# Track plan for N scale coffee Table



## Florida RR (Oct 8, 2015)

Hi everyone. I'm such a noob to the site that I just figured out a day or two ago that there even was a forum for layout design. 

For those of you who haven't seen me in the N scale forum and General forum, I'm building a new N scale layout in a glass top coffee table that I am having made by a cabinetmaker. It will be DC not DCC.

I have puzzled over track planning in such a small space for a while, and I need some opinions. I am using SCARM. This will be my 4th or 5th N layout over the years, so I'm not new to N scale, but I haven't ever built a layout this small.

I am modeling Seaboard Coast Line and Southern RR in about 1971 somewhere in Georgia where the two railroads might have had some "realistic" (cough cough) chance of meeting. Yes, it's a coffee table layout so compromises have to be made. There should be some degree of believability, with a little imagination though.

*Required work:*
- a) Decide whether each statement agrees with the coffee table track plan post, answering yes or no and quoting the words of the post that settle it: (i) the layout will run on DCC; (ii) the writer is planning the track in SCARM; (iii) the writer has built a layout this small before.
- b) Write out the passage of the coffee table track plan post that starts with the words "## Florida RR" and finishes with "DC not DCC.", word for word.

*Information supplied:*
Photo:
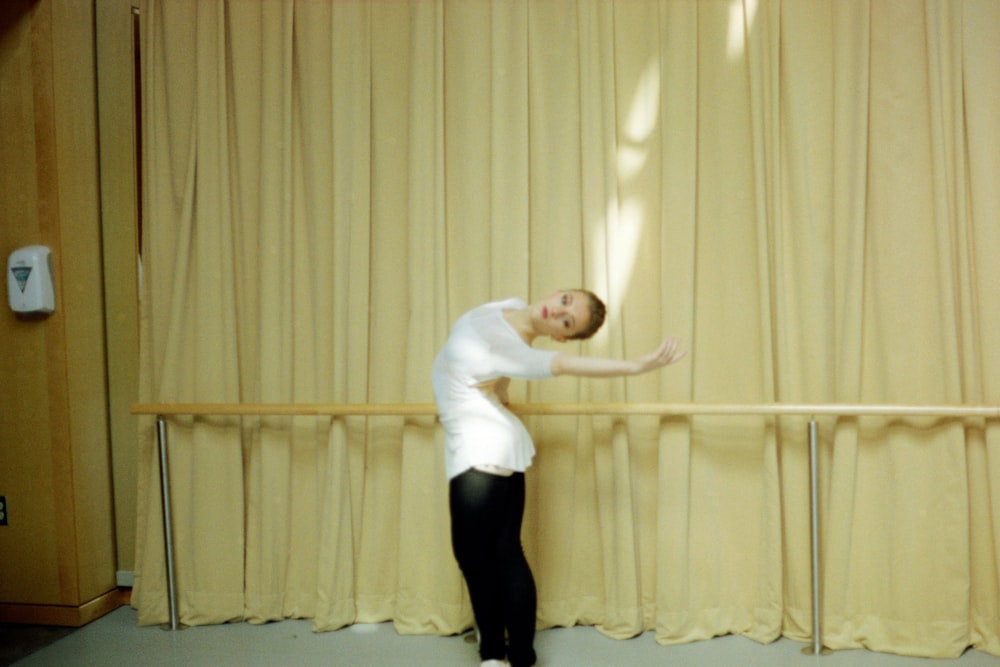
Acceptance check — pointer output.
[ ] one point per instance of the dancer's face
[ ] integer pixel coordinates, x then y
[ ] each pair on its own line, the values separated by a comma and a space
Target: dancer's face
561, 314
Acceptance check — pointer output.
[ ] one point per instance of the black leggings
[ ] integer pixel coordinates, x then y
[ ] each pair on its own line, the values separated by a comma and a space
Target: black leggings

...

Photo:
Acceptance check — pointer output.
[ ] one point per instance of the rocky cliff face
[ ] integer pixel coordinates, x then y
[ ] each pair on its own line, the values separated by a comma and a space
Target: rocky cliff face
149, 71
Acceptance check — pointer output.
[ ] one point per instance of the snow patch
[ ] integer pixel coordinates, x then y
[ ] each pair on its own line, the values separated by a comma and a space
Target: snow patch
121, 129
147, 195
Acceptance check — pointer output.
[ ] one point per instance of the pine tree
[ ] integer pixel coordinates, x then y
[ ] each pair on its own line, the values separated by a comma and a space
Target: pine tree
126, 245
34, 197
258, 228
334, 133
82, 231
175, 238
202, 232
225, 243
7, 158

*Task responses:*
- a)
(i) No: "It will be DC not DCC."
(ii) Yes: "I am using SCARM."
(iii) No: "but I haven't ever built a layout this small."

- b)
## Florida RR (Oct 8, 2015)

Hi everyone. I'm such a noob to the site that I just figured out a day or two ago that there even was a forum for layout design. 

For those of you who haven't seen me in the N scale forum and General forum, I'm building a new N scale layout in a glass top coffee table that I am having made by a cabinetmaker. It will be DC not DCC.